— BEGIN GIVEN ENTRIES —

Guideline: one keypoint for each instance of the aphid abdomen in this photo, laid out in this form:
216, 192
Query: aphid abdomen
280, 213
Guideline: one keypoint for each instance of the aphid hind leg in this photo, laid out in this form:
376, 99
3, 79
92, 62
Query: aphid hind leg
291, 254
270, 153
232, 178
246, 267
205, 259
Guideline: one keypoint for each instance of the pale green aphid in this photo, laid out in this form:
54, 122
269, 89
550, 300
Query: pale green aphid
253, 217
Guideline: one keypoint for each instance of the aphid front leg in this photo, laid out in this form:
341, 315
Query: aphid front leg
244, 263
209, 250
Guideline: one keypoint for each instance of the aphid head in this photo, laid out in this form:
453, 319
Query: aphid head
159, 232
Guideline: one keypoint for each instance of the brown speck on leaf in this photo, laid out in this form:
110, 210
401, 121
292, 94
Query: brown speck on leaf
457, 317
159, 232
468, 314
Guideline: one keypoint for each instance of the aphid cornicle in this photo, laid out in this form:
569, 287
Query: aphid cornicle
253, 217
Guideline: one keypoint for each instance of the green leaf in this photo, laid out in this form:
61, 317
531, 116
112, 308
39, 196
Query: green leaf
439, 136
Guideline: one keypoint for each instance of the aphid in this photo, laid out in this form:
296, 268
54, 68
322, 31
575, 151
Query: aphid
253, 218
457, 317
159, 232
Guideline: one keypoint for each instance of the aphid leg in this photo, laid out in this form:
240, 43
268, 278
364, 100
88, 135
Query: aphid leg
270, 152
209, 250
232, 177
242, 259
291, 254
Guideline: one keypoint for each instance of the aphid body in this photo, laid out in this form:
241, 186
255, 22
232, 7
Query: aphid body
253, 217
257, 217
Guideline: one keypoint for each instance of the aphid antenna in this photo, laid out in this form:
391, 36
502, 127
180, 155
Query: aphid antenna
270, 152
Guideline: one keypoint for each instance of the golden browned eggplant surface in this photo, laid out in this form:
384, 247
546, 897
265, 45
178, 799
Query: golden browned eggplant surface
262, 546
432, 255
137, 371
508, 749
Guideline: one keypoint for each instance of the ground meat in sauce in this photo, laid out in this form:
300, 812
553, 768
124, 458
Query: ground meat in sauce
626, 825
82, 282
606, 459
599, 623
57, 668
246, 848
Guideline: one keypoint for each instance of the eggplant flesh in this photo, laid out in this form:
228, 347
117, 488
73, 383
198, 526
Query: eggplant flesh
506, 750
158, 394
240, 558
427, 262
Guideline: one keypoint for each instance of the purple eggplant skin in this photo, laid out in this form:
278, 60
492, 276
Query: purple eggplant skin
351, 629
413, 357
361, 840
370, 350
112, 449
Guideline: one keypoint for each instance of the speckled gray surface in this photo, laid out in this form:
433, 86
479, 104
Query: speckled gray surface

— END GIVEN ENTRIES —

§ **STATED TASK**
Reproduce all of the items above, substituting "written in this format" for each occurrence of "laid out in this form" and leaving every other character as it stands.

§ **WRITTEN ANSWER**
Guideline: one keypoint for each instance of the aphid abdomen in this photo, written in this format:
216, 192
Query: aphid abdomen
280, 213
Guideline: one keypoint for each instance of the aphid hind leg in this photo, written in this format:
376, 99
3, 79
92, 62
Query: aphid hind leg
291, 254
270, 153
232, 178
246, 267
205, 259
Guideline: one keypoint for each instance of the pale green aphid in this photo, written in this format:
54, 122
269, 89
550, 300
Query: pale green aphid
253, 217
Guideline: one keypoint for each instance of the aphid front leg in this photo, written in this format:
341, 315
Query: aphid front leg
244, 263
209, 250
Guideline: one keypoint for each instance of the aphid head in this photo, written in this format:
453, 319
Query: aphid head
159, 232
Guideline: one keypoint for each instance of the brown speck on leaf in this photo, written in this format:
110, 210
401, 121
292, 94
Query: brown speck on leaf
457, 317
159, 232
468, 314
Guideline: one keypoint for each instance of the aphid cornicle in this photo, written in this format:
569, 287
Query: aphid cornicle
253, 217
Guideline: one keypoint for each instance of the green leaf in this photo, written in this format:
61, 317
531, 116
112, 308
39, 196
Query: green leaf
439, 136
Guideline: one keypoint for each instance of the aphid in this photo, written in this format:
296, 268
54, 68
322, 31
575, 151
Query: aphid
253, 218
457, 317
159, 232
Guideline: one keypoint for each instance of the aphid leg in this photo, written in this format:
240, 43
268, 278
364, 100
88, 135
Query: aphid leg
270, 152
209, 250
232, 177
242, 259
291, 254
Guideline: one keypoint for each instance of the aphid body in this photo, written in this format:
241, 186
255, 22
232, 7
Query: aphid body
253, 217
257, 217
Guideline: one keypoint for each instance of the aphid antenna in this photo, written in this format:
391, 36
502, 127
180, 155
Query: aphid antenna
270, 152
Guideline: one keypoint for each instance of the golden browned eggplant surface in this photo, written in this format:
384, 247
546, 897
265, 45
178, 799
Query: golden browned eggplant surface
262, 546
432, 255
137, 371
508, 749
Guideline: one keypoint for each instance of the ground meat in sauce in this photo, written in this format:
300, 812
553, 768
124, 458
Query: ground meat in sauce
626, 825
82, 282
606, 459
599, 623
57, 668
246, 848
Guideline: one keypoint for each instance of the eggplant flesh in this photo, written in this format:
228, 347
117, 488
73, 383
198, 526
Query: eggplant flesh
506, 750
158, 394
240, 558
427, 262
Guideline: one keypoint for each instance of the purple eggplant skin in this photo, written in this format:
278, 60
492, 276
Query: purple eggplant skin
351, 629
413, 357
361, 840
370, 350
112, 449
Guideline: one keypoint for each instance of the speckled gray surface in this photo, written in this format:
433, 86
479, 104
Query: speckled gray surface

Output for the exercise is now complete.